SHORT TASK.
Convert the part of the records below that opens with the line containing "A teaching note to the class: indicate the trimmed" and runs through the end of the records into a numbered list, leaving out any blank lines.
*-*-*
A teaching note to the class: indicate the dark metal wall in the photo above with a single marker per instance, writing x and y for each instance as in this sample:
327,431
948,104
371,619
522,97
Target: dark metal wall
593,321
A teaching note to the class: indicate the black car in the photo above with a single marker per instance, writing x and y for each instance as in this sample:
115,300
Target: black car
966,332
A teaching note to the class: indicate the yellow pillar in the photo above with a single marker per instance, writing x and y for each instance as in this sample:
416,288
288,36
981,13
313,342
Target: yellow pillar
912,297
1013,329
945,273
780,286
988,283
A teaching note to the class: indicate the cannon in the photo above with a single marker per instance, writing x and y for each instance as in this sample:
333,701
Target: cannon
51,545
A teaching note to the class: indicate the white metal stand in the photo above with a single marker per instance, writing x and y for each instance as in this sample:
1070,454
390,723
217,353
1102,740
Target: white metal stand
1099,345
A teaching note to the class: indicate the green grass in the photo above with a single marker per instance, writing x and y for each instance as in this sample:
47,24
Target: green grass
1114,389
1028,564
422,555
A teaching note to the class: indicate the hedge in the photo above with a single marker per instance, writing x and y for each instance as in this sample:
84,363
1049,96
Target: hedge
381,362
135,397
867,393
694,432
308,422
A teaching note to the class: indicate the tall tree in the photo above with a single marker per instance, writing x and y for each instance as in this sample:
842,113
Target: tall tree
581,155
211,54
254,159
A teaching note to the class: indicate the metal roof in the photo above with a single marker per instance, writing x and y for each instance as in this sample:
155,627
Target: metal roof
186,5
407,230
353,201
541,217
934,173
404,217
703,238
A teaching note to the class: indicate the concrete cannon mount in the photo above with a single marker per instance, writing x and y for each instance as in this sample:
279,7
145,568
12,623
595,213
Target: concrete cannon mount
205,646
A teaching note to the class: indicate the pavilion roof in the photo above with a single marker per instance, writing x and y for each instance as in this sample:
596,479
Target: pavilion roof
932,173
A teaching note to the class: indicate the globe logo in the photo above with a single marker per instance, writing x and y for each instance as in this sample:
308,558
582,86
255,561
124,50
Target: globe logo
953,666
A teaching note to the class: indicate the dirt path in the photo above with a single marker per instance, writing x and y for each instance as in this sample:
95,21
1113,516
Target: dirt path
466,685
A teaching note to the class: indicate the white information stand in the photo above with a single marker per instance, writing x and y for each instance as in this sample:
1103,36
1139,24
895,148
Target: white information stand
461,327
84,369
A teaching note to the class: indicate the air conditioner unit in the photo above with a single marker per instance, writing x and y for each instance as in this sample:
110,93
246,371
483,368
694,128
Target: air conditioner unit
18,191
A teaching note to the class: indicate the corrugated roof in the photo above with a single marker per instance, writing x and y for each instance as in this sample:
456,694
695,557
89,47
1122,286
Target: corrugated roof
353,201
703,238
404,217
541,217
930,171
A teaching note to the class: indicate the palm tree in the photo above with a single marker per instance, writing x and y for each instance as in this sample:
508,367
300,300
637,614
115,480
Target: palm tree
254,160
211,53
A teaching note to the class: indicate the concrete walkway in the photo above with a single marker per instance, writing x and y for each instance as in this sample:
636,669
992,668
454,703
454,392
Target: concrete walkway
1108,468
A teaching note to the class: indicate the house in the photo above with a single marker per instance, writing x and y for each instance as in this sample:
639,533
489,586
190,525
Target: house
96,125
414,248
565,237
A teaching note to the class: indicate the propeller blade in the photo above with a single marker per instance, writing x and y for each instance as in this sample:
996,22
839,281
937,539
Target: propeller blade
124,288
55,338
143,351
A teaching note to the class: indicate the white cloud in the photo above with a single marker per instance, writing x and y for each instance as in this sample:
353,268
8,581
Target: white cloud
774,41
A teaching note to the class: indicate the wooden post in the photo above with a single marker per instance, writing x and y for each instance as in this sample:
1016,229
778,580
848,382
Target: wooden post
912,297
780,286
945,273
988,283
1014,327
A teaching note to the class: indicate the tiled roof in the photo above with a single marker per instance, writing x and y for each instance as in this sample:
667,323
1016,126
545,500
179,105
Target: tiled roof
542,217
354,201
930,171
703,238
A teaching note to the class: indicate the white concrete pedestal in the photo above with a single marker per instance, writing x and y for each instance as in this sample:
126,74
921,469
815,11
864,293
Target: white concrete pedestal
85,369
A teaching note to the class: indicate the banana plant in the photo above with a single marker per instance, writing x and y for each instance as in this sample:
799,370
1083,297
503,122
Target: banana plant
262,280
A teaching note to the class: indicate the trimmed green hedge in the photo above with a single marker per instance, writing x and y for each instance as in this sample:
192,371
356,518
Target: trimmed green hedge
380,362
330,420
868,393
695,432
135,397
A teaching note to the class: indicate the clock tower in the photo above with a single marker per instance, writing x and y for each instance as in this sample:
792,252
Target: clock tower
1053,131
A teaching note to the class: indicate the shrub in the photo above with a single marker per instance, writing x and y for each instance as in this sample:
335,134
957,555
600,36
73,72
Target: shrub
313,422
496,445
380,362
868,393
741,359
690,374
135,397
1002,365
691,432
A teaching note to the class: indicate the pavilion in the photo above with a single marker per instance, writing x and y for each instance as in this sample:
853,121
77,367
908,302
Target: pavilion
*-*-*
RESPONSE TO THE TASK.
1. A teaching note to the class: indicate the trimmed green hedge in the photo above with a single marker per instance, writing x and y for each instance as in this sample:
2. 192,371
3. 356,518
4. Target: trimmed green hedge
5. 380,362
6. 330,420
7. 868,393
8. 695,432
9. 135,397
10. A teaching note to the class: indicate the clock tower in the photo above with a single marker per instance, writing x and y for each instance as in this sample:
11. 792,252
12. Target: clock tower
13. 1053,131
14. A teaching note to the class: indicate the shrub in the photo above with a single marker per instance, writing x and y for each instance as in this sample:
15. 335,134
16. 957,555
17. 600,36
18. 73,72
19. Target: shrub
20. 313,422
21. 496,445
22. 380,362
23. 868,393
24. 741,359
25. 690,374
26. 135,397
27. 1002,365
28. 691,432
29. A teaching note to the class: indicate the pavilion in the photo above with a single marker per instance, writing x and y for each instance as in this sample:
30. 853,121
31. 77,367
32. 908,302
33. Target: pavilion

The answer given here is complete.